++++ Given records
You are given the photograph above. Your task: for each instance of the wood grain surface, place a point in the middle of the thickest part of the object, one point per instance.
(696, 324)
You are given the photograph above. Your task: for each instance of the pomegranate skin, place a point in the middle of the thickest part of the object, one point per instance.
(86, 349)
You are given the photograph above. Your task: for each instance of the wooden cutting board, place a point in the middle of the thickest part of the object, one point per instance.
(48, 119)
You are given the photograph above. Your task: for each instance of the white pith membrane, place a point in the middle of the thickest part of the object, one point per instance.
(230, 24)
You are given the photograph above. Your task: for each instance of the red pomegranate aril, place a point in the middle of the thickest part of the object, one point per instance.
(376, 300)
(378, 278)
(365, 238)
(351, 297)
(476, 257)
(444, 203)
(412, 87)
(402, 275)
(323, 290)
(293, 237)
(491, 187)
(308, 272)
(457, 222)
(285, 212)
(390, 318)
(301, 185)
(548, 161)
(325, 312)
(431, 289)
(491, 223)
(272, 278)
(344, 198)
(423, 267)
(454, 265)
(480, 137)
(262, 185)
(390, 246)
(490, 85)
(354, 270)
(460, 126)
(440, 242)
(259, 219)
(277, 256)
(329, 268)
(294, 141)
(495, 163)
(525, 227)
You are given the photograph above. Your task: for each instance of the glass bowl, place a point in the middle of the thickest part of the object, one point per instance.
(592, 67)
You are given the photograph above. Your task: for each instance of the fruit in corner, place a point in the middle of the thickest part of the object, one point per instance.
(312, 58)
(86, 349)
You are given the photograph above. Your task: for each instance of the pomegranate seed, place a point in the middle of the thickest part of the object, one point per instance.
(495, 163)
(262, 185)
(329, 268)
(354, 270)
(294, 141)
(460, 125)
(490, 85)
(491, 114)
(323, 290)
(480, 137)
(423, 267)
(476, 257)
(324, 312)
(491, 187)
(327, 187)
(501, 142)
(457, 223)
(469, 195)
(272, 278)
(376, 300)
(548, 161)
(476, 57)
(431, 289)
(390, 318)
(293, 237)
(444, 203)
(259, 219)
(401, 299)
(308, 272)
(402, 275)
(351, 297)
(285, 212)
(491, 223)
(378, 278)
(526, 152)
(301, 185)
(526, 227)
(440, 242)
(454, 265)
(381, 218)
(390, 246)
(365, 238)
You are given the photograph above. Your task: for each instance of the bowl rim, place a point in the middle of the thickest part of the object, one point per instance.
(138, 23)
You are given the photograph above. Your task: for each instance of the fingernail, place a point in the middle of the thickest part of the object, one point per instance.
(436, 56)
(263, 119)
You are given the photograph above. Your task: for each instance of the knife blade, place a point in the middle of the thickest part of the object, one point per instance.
++++++++
» The request
Repeat all of the data above word for word, leaving nothing out and changing nothing.

» Solution for this problem
You are given the photograph above. Your task: for each instance of the wood grain surface, place a point in the middle of the thickest part of the object, one point per instance.
(696, 324)
You are given the photograph above. Your task: for each instance of the pomegranate skin, place a point in the middle of the thickest part of the object, one point per instance.
(86, 349)
You are given the photograph above. Your task: for each instance of the wooden cutting board, place a point in the middle of the thickest part of the object, one point per instance.
(48, 119)
You are given the photograph above. Your task: for each instance of the white pith membrane, place a point in the middle of the thickest part of the object, one point per instance.
(230, 24)
You are given the photograph above. Your task: for each instance of the red pomegranate aril, place a point in the middle of the thickest part of the object, one point per instance.
(376, 300)
(378, 278)
(365, 238)
(351, 297)
(476, 257)
(444, 203)
(412, 87)
(402, 275)
(323, 290)
(293, 237)
(491, 187)
(308, 272)
(457, 222)
(285, 212)
(390, 318)
(301, 185)
(548, 161)
(325, 312)
(431, 289)
(491, 223)
(272, 278)
(344, 198)
(423, 267)
(454, 265)
(480, 137)
(262, 185)
(390, 246)
(490, 85)
(354, 270)
(460, 126)
(440, 242)
(259, 219)
(277, 256)
(329, 268)
(294, 141)
(495, 163)
(525, 227)
You are given the photograph above. Your task: for each instance of the glass bowl, place a point in the middle of the thickest part of the object, one point per instance.
(592, 67)
You are given the photograph above. Your task: for each instance of the fruit in corner, place a point in the middle of the thickest part of the object, one point per instance.
(312, 58)
(86, 349)
You are given the photograph above. Your task: for each instance of the pomegranate seed, place a point in the middle of the thickest part of the object, one point per instance.
(495, 163)
(262, 185)
(329, 268)
(354, 270)
(294, 141)
(460, 125)
(490, 85)
(491, 114)
(323, 290)
(480, 137)
(423, 267)
(476, 257)
(324, 312)
(491, 187)
(327, 187)
(501, 142)
(457, 223)
(469, 195)
(272, 278)
(376, 300)
(548, 161)
(476, 57)
(431, 289)
(390, 318)
(293, 237)
(444, 203)
(259, 219)
(401, 299)
(308, 272)
(402, 275)
(351, 297)
(285, 212)
(491, 223)
(378, 278)
(526, 152)
(301, 185)
(526, 227)
(440, 242)
(454, 265)
(381, 218)
(390, 246)
(365, 238)
You are given the photograph above. Your task: for each instance of the bowl rim, place a point in the middle of the thickest part of the object, one point per instance.
(138, 23)
You are given the photograph above. Your task: for each instance of the fingernail, place a point in the middle of the thickest part of the object, one point per instance.
(436, 56)
(263, 119)
You are given the photograph above. Your task: for each instance of the knife blade, place a point in the middle of the thickest part of the object, one point per instance.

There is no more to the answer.